**WORK ITEM:** Return the OptiRisk glaucoma screening write-up in full, word for word.

**TEXT SHOWN:**
------------------------------------

OptiRisk: Automated Community Health Screening.

Inspiration

Imagine a world where every person, regardless of their location or economic status, has access to fast and accurate glaucoma screening. Glaucoma is the second leading cause of blindness globally, affecting millions of people worldwide, including three million people in the US alone. The most challenging aspect of glaucoma is that 50% of people with the disease don’t know they have it because it is hard to detect with only visual symptoms of the patient. Early detection is key to preventing irreversible damage to the optic nerve and maintaining healthy vision.

The current process for glaucoma screening involves multiple manual steps, which can lead to long wait times for patients and limit the number of patients that providers can see per day. With the development of an automated system, the risk assessment process can be streamlined, resulting in shorter wait times for patients and increased efficiency for providers.

The impact of this project would be significant, especially in underserved communities where access to glaucoma screening may be limited. By establishing efficiency in care, this automated system could increase the number of patients that providers can see per day, allowing more people to receive the screening they need.

What it does

Our tool enables healthcare professionals to upload multiple fundus images of patients, which the model orders based on confidence levels. This allows the healthcare professional to prioritize reviewing images where the model had low confidence, giving them the opportunity to provide their professional input. Alternatively, they can quickly review images with high confidence classifications to streamline the process.

How we built it

The backend was built using Python and various libraries including Pandas, Numpy and Sci-kit Learn. The frontend was primarily created using Streamlit, an open-source Python library that simplifies building interactive web applications for data science and machine learning projects.

------------------------------------

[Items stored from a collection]
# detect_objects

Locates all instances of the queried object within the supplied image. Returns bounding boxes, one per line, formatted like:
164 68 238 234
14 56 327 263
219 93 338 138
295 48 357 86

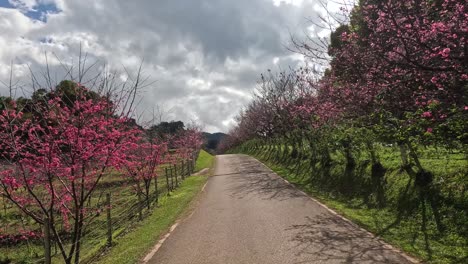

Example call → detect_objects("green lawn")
195 149 215 172
238 144 468 264
0 151 214 263
96 176 207 264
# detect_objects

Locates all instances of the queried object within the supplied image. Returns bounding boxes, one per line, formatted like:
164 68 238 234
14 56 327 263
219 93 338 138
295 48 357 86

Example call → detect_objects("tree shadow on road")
286 216 410 264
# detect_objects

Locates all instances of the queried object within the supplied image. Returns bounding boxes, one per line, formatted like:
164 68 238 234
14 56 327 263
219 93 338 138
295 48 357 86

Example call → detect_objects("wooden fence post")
187 160 190 177
164 167 171 196
106 193 112 247
180 160 185 180
174 163 179 188
154 176 159 205
44 218 52 264
169 166 174 191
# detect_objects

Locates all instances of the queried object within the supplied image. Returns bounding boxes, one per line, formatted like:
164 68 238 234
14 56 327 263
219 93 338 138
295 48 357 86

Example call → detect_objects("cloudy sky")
0 0 344 132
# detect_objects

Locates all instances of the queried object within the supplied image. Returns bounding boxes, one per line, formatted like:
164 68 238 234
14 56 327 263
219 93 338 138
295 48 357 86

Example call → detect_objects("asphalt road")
148 155 410 264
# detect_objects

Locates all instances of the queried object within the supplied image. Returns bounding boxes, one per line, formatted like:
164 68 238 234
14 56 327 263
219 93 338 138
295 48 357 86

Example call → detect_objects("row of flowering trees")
221 0 468 208
0 81 201 263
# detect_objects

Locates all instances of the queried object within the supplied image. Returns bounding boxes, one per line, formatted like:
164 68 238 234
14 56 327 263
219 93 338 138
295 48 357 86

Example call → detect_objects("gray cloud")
0 0 330 132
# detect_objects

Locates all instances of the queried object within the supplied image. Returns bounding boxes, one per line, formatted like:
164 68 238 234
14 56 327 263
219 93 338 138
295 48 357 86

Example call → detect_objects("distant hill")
202 132 227 152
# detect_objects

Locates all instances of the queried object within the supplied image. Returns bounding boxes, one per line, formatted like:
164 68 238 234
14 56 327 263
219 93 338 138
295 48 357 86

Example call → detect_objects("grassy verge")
96 176 207 264
0 151 214 263
96 150 214 264
195 149 214 172
239 146 468 263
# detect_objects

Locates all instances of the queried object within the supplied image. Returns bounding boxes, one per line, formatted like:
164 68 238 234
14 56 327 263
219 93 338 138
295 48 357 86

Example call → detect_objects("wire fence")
0 153 198 263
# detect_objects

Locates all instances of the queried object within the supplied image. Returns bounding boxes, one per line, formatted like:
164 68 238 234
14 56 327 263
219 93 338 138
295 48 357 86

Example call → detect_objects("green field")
233 143 468 263
0 151 214 263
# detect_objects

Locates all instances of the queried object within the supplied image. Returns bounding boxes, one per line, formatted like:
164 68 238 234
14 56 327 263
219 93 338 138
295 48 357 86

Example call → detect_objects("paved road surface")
149 155 409 264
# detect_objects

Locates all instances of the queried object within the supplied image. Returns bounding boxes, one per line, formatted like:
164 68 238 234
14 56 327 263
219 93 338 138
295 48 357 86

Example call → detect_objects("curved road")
148 155 410 264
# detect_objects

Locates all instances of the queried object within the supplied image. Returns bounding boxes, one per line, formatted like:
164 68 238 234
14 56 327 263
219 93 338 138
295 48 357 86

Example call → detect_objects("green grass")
195 149 214 172
97 176 207 264
0 151 214 263
239 144 468 264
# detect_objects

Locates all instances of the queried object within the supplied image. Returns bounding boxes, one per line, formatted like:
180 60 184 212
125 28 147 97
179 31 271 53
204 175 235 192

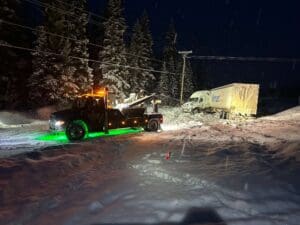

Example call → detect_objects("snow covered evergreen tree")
139 11 155 92
128 20 145 92
97 0 130 97
159 63 170 99
0 0 21 108
159 23 180 102
129 14 155 92
28 3 79 105
177 59 194 99
67 0 93 93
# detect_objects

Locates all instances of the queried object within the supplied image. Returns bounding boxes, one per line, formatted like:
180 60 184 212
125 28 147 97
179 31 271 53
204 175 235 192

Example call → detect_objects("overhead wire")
19 0 166 63
0 43 175 75
187 56 300 63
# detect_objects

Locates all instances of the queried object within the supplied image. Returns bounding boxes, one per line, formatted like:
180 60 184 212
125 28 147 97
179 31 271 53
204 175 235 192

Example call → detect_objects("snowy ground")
0 107 300 225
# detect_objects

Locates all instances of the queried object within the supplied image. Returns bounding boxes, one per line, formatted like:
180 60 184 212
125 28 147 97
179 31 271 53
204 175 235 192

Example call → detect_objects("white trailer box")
182 83 259 116
210 83 259 116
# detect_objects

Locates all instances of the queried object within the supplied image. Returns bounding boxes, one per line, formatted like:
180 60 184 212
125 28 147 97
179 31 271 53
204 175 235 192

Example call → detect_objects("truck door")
86 98 105 131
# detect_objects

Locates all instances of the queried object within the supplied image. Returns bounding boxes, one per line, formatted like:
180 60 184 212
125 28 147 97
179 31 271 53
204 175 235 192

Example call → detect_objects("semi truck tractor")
182 83 259 119
49 88 163 141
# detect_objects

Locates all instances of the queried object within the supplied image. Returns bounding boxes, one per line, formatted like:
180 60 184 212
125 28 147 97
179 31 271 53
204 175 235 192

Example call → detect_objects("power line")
0 18 165 63
188 56 300 63
51 0 107 20
0 43 175 75
22 0 102 27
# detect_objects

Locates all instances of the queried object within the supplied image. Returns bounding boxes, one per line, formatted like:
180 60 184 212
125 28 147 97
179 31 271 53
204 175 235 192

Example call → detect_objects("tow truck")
49 88 163 141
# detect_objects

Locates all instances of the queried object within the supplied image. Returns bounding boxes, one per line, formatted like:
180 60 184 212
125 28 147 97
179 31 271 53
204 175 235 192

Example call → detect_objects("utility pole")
178 51 193 105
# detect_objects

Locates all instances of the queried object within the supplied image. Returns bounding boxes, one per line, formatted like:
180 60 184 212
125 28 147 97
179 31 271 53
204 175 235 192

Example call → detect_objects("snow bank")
0 111 46 129
159 107 219 131
263 106 300 121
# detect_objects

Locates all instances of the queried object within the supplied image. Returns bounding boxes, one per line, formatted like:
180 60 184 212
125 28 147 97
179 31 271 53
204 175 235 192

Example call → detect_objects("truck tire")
66 121 87 141
145 119 159 132
192 108 200 115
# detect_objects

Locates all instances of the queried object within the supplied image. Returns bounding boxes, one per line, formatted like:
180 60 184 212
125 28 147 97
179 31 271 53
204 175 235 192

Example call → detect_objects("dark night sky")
90 0 300 57
89 0 300 92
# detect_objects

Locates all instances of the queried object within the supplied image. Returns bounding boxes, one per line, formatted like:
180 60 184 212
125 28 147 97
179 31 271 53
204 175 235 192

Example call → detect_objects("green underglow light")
35 128 142 143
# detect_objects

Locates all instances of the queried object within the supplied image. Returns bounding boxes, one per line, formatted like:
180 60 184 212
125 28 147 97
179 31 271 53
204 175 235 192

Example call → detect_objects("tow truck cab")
49 89 163 140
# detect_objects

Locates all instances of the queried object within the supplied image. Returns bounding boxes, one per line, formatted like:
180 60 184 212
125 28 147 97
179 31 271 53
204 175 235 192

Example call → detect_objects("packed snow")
0 107 300 225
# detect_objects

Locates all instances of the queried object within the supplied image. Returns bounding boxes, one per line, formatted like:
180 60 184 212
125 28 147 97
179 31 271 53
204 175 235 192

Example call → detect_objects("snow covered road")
0 108 300 225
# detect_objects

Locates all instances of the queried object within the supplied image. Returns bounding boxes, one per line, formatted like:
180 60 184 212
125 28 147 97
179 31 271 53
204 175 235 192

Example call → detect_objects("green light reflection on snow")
35 128 143 143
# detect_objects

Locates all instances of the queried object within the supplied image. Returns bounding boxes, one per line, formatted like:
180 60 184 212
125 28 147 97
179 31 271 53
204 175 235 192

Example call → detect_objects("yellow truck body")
182 83 259 116
210 83 259 115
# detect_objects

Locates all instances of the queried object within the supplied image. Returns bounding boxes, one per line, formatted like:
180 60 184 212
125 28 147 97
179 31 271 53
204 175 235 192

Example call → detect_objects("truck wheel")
146 120 159 132
66 121 87 141
192 108 200 115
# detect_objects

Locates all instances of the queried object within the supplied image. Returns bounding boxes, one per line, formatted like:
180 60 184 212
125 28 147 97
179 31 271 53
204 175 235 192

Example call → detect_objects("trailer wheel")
145 119 159 132
66 121 87 141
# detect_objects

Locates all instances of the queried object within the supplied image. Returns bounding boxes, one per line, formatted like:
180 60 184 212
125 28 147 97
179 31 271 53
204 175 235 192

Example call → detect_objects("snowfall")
0 106 300 225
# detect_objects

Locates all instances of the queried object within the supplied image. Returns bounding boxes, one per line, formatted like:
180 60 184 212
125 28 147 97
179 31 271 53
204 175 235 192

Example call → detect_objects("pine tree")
28 3 79 105
140 11 155 92
177 59 194 99
159 63 170 99
160 23 180 102
0 0 20 107
129 14 155 92
67 0 93 93
128 20 144 92
96 0 130 97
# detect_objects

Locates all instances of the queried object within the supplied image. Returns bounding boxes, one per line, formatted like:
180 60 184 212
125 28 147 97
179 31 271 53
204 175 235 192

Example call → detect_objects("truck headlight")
55 120 65 127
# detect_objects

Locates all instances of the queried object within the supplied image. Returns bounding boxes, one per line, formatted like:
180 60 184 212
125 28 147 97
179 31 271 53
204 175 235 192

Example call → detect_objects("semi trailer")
182 83 259 118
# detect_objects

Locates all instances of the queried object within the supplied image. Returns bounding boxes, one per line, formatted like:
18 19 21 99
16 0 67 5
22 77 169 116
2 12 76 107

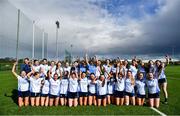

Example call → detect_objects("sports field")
0 66 180 115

------------------------------------

**FINISHED TASK:**
OptiRisk: Automated Community Health Screening.

Inspiration

Imagine a world where every person, regardless of their location or economic status, has access to fast and accurate glaucoma screening. Glaucoma is the second leading cause of blindness globally, affecting millions of people worldwide, including three million people in the US alone. The most challenging aspect of glaucoma is that 50% of people with the disease don’t know they have it because it is hard to detect with only visual symptoms of the patient. Early detection is key to preventing irreversible damage to the optic nerve and maintaining healthy vision.

The current process for glaucoma screening involves multiple manual steps, which can lead to long wait times for patients and limit the number of patients that providers can see per day. With the development of an automated system, the risk assessment process can be streamlined, resulting in shorter wait times for patients and increased efficiency for providers.

The impact of this project would be significant, especially in underserved communities where access to glaucoma screening may be limited. By establishing efficiency in care, this automated system could increase the number of patients that providers can see per day, allowing more people to receive the screening they need.

What it does

Our tool enables healthcare professionals to upload multiple fundus images of patients, which the model orders based on confidence levels. This allows the healthcare professional to prioritize reviewing images where the model had low confidence, giving them the opportunity to provide their professional input. Alternatively, they can quickly review images with high confidence classifications to streamline the process.

How we built it

The backend was built using Python and various libraries including Pandas, Numpy and Sci-kit Learn. The frontend was primarily created using Streamlit, an open-source Python library that simplifies building interactive web applications for data science and machine learning projects.